Make an exact copy of the records, with the pictures left out.

Start GIVEN RECORDS

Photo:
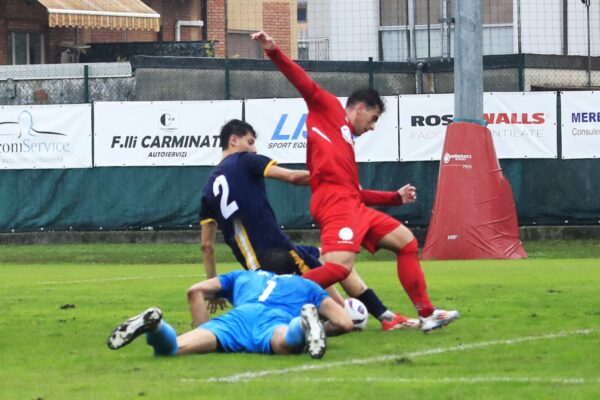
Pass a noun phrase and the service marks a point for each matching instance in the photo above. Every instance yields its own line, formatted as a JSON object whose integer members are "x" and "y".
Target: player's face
{"x": 245, "y": 143}
{"x": 366, "y": 118}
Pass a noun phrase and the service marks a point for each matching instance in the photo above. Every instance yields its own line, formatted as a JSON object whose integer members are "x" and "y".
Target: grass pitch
{"x": 529, "y": 329}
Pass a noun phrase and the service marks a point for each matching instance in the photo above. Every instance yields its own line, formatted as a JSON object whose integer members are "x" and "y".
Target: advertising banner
{"x": 522, "y": 125}
{"x": 46, "y": 136}
{"x": 281, "y": 128}
{"x": 580, "y": 120}
{"x": 165, "y": 133}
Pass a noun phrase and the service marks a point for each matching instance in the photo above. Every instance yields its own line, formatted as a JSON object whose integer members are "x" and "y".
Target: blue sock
{"x": 163, "y": 339}
{"x": 295, "y": 335}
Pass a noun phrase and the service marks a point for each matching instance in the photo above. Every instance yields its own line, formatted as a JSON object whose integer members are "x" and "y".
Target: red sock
{"x": 412, "y": 278}
{"x": 327, "y": 274}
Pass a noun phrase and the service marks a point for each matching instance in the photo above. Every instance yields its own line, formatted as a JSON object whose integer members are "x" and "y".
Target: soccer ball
{"x": 357, "y": 312}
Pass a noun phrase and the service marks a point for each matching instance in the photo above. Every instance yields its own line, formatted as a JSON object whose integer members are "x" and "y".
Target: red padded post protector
{"x": 474, "y": 214}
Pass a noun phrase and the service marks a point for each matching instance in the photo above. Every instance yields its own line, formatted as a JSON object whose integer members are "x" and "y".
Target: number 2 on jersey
{"x": 221, "y": 184}
{"x": 265, "y": 294}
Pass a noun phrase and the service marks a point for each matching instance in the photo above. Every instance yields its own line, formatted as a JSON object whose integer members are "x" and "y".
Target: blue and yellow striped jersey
{"x": 235, "y": 198}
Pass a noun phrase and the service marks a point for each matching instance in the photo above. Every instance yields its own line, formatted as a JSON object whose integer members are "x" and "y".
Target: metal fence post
{"x": 86, "y": 84}
{"x": 370, "y": 71}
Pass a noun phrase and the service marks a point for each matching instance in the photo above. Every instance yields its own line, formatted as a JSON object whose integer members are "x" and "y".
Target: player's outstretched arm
{"x": 293, "y": 176}
{"x": 338, "y": 320}
{"x": 197, "y": 294}
{"x": 292, "y": 71}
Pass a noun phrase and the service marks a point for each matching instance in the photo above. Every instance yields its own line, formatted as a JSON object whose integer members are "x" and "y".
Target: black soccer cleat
{"x": 125, "y": 333}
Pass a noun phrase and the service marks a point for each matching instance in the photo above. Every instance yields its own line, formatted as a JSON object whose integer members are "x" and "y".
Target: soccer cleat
{"x": 437, "y": 319}
{"x": 314, "y": 333}
{"x": 134, "y": 327}
{"x": 399, "y": 322}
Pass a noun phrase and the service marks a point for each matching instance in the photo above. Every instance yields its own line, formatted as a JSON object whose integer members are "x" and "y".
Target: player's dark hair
{"x": 369, "y": 96}
{"x": 234, "y": 127}
{"x": 279, "y": 261}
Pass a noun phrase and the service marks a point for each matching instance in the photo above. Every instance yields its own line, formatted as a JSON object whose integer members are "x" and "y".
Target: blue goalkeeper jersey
{"x": 235, "y": 197}
{"x": 285, "y": 292}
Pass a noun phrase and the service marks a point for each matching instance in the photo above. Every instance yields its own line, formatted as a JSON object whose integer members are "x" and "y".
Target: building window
{"x": 302, "y": 6}
{"x": 239, "y": 46}
{"x": 25, "y": 48}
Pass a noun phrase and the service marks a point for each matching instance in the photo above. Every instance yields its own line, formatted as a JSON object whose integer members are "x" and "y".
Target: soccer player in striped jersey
{"x": 234, "y": 199}
{"x": 338, "y": 203}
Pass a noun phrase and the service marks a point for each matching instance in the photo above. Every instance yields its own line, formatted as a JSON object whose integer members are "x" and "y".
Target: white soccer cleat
{"x": 314, "y": 333}
{"x": 127, "y": 331}
{"x": 437, "y": 319}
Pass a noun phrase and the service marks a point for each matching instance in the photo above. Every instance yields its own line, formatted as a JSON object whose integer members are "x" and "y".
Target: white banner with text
{"x": 580, "y": 120}
{"x": 522, "y": 125}
{"x": 280, "y": 125}
{"x": 165, "y": 133}
{"x": 46, "y": 136}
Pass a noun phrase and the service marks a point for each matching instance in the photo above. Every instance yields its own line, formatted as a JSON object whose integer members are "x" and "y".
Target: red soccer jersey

End GIVEN RECORDS

• _TASK SOLUTION_:
Photo:
Pass a noun phrase and the service marks a point for each matching instance in the photo above. Every instance yields its own line, formatted as a JSON object whose integer members are "x" and "y".
Target: player's face
{"x": 245, "y": 143}
{"x": 366, "y": 118}
Pass a noun phrase and the service marks a point for each matching instance in the photo above. Every instance yields its own line, formatted as a JSON object whose integer members are "x" and "y".
Target: grass pitch
{"x": 529, "y": 329}
Pass a noun phrase and the service marks a point for each matching instance in the photo above. Every instance yields its own line, formatted as a JSON object whose integer members are "x" and "y".
Target: advertising banner
{"x": 522, "y": 125}
{"x": 46, "y": 136}
{"x": 281, "y": 128}
{"x": 580, "y": 120}
{"x": 165, "y": 133}
Pass a noun phrase and the service marks a point for each matching instance in the photo above. Every instance yields its own line, formatted as a JSON object whose integer members are "x" and "y".
Target: blue sock
{"x": 163, "y": 339}
{"x": 295, "y": 335}
Pass a noun phrase and the service marks a point for each matching instance in the photo above. Every instance yields its own line, formatted as a JSON object whose integer members are "x" and "y".
Target: red sock
{"x": 412, "y": 278}
{"x": 327, "y": 274}
Pass a noun phrase and the service marks a point for each matching instance in the photo above. Every instance yields its own line, formatted as a JSON object whose integer members are "x" and "y".
Target: soccer ball
{"x": 357, "y": 312}
Pass a noun phrase and the service marks a point for each matching instance in the photo above. Every instance yields its own line, formatted as a JSON object whose integer members are "x" and "y".
Target: red padded post protector
{"x": 474, "y": 214}
Pass a noun phrase and the service marks a point for each matching instance in the photo above. Every instance yields its own line, formatted as a JSON object whose integer members are "x" and "y".
Target: number 2 on jersey
{"x": 221, "y": 184}
{"x": 265, "y": 294}
Pass a noun phrase and the service marks a point for each matching instance in the photo above. Every instance yields its own line, formatted as a JSON object whose integer members are "x" and "y".
Target: blue and yellow striped jersey
{"x": 235, "y": 198}
Pass a noun phrase and the service marks a point for each matching instance in the photo above. Every instance yields its own line, formatted as a JSON object whose integer members are "x" and "y".
Target: metal fence post
{"x": 86, "y": 84}
{"x": 370, "y": 71}
Pass a noun phrase and the service marks a point for each matching instance in the photo above. Every instance yields its own line, formatted as a JSON object whose integer members are "x" and "y".
Target: player's outstretched arm
{"x": 293, "y": 176}
{"x": 338, "y": 320}
{"x": 197, "y": 294}
{"x": 292, "y": 71}
Pass a noun phrase and the service marks a point for each matching instance in the photo above. Every instance yields its own line, formatted as a JSON object whose integer members are "x" and "y".
Target: black soccer cleat
{"x": 125, "y": 333}
Pass a noun phrase and the service marks a point for each matching instance in the photo above. Every instance yields its own line, formatted as a JSON object whose integer members are "x" and "y".
Target: soccer cleat
{"x": 437, "y": 319}
{"x": 314, "y": 333}
{"x": 134, "y": 327}
{"x": 399, "y": 322}
Pass a noun phrase and the service marks a point for each matching instance in the photo above. Every instance yields its own line, formatted as a JSON object whose integer members are "x" and "y".
Target: player's dark hair
{"x": 369, "y": 96}
{"x": 234, "y": 127}
{"x": 279, "y": 261}
Pass a noun phrase and the service marks a point for each matching instance in the photo above. Every instance yields its own line, formatted as a JSON object whose integer members are "x" and "y".
Target: blue goalkeeper jersey
{"x": 235, "y": 197}
{"x": 285, "y": 292}
Pass a noun phrase and the service marks a point for each matching instance in the photo above. Every instance yields its own line, formatted as a JSON object whose integer members are "x" and "y".
Target: building window
{"x": 302, "y": 6}
{"x": 239, "y": 46}
{"x": 25, "y": 48}
Pass a noun phrase and the service marks a point for each matching instance in the photo above. Every instance yields its own line, formatted as a JSON object whose integer members are "x" and "y".
Target: soccer player in striped jersey
{"x": 234, "y": 199}
{"x": 338, "y": 203}
Pass a noun phrase and the service marks a point for each matching instance in the photo above. Every instance yields its own line, formatted as a JSON object whose integer members are "x" and "y".
Target: white soccer cleat
{"x": 314, "y": 333}
{"x": 127, "y": 331}
{"x": 437, "y": 319}
Pass a noun phrase and the service marks a point for each matching instance in the photo above. Every instance yields its own line, formatted as a JSON object whose integer members are "x" and "y".
Target: white banner with text
{"x": 580, "y": 120}
{"x": 522, "y": 125}
{"x": 280, "y": 125}
{"x": 165, "y": 133}
{"x": 46, "y": 136}
Pass a noun phrase and the service marks a point for each matching instance in the photo above. Every instance yields its own line, formatted as a JSON object whose integer members are "x" and "y".
Target: red soccer jersey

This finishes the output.